> _READING TEXT_:
------------------------------------------------------------------------
I''m pretty sure you can choose the scheduler at boot time instead of just at compile time, but I''m not sure having not yet tried 2.6 myself (although the Debian Sid packages tempt me too ).

(I''m not a "real" kernel aficionado, so feel free to correct any mistakes in that...)

If X is still niced (the default is "nice -10" in Debian, at least a short while ago), unnice it. The AS (not sure about the other schedulers) really really pays attention to nice values and it will cause X to get too much CPU time. You can change the nice value for X in the file /etc/X11/Xwrapper.config.

quote: Original post by Null and Void
The responsiveness work in 2.6.0 had to do mostly with fairness (having multiple processes get the right amount of CPU time) than with throughput (total efficiency of CPU time usage). 2.4 was great at the latter already but only okay a fairness. 2.6 has a couple schedulers to choose from; the default (the "anticipatory scheduler", if I''m not mistaken) uses a heuristic that is pretty good at figuring out when to give what CPU time and focuses about equally on fairness and throughput. There''s another scheduler with a heuristic that''s all about latency and less focused on throughput (how long it takes something to start once a process decides to do it).

I''m pretty sure you can choose the scheduler at boot time instead of just at compile time, but I''m not sure having not yet tried 2.6 myself


Umm... so you think i should try the second scheduler? I''ll search more about it... (hope i can get it on boot time instead of compile time )
------------------------------------------------------------------------
Point labeling examples
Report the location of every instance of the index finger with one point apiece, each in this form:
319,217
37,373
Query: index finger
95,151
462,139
------------------------------------------------------------------------
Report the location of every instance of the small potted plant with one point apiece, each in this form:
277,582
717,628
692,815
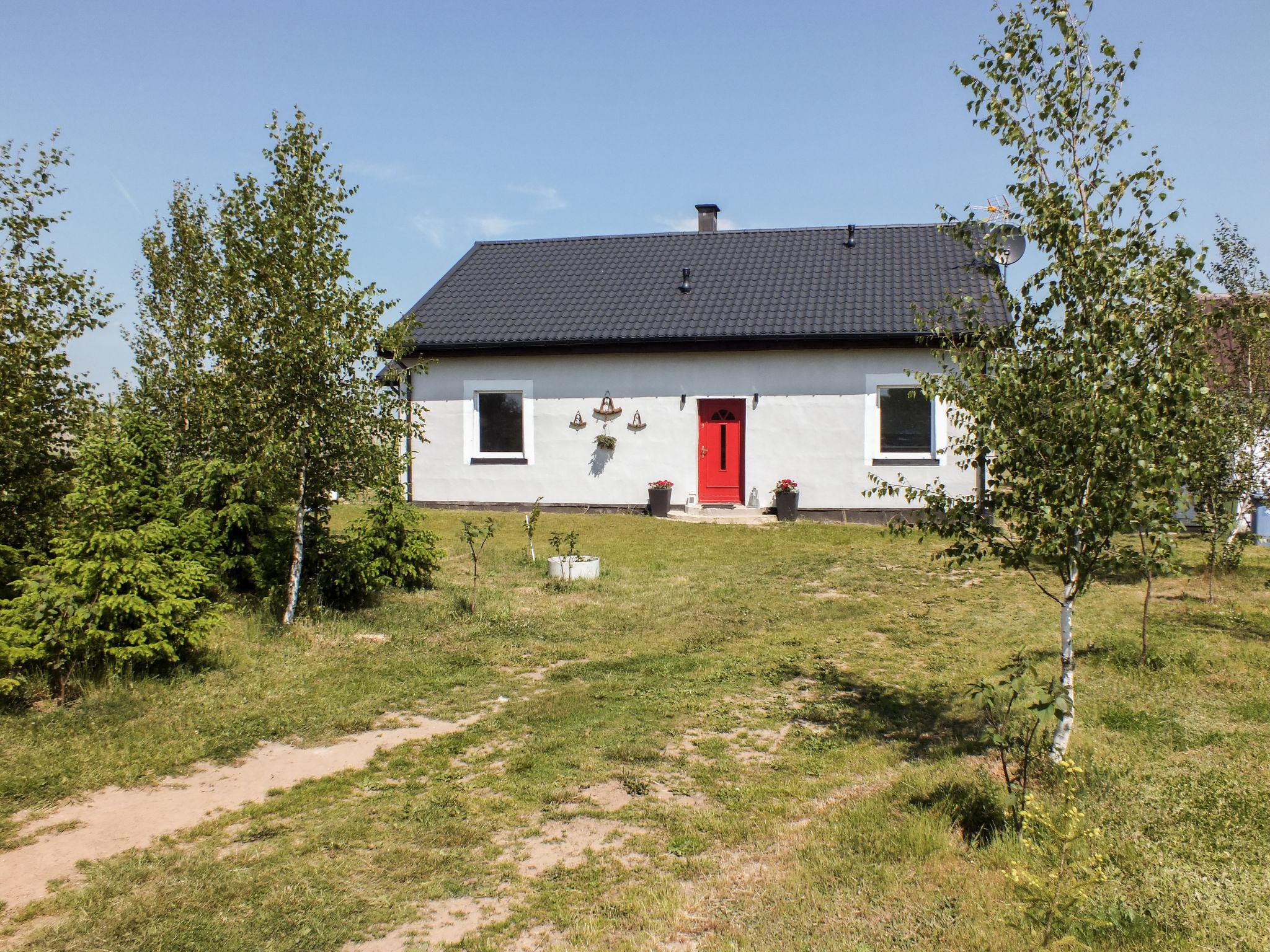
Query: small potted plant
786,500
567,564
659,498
------------------------------------------------------------------------
> _THE TASKS_:
1. According to the Linux scheduler thread, which file lets you change the nice value for X?
2. Write the next part of the Linux scheduler thread, picking up after its last line.

> _ANSWER SET_:
1. /etc/X11/Xwrapper.config

2.
quote:
(although the Debian Sid packages tempt me too ).


Hah, talk about temptation!! I actually was going to install the 2.4.22 kernel... but err, i was so tempted... my precisouss... we wantss it!


quote:
If X is still niced (the default is "nice -10" in Debian, at least a short while ago), unnice it. The AS (not sure about the other schedulers) really really pays attention to nice values and it will cause X to get too much CPU time. You can change the nice value for X in the file /etc/X11/Xwrapper.config.


Hmmm.. thanks for that hint! I''ll unnice it.

Victor.

c[_]~~
change the nice value by running

dpkg-reconfigure xserver-common (i think)
Oh, by the way...

I understand the new kernel is focused on scalability and all... but, really, i got a bit frustrated because i heard so much talk like "feels like i''ve got a new system!", "feels like it duplicated my processor speed"; and i didn''t feel that...

The thought in my mind was: "either i''m doing something wrong, or these people are using some terribly slow distro... or maybe they''re just trolling."

Victor.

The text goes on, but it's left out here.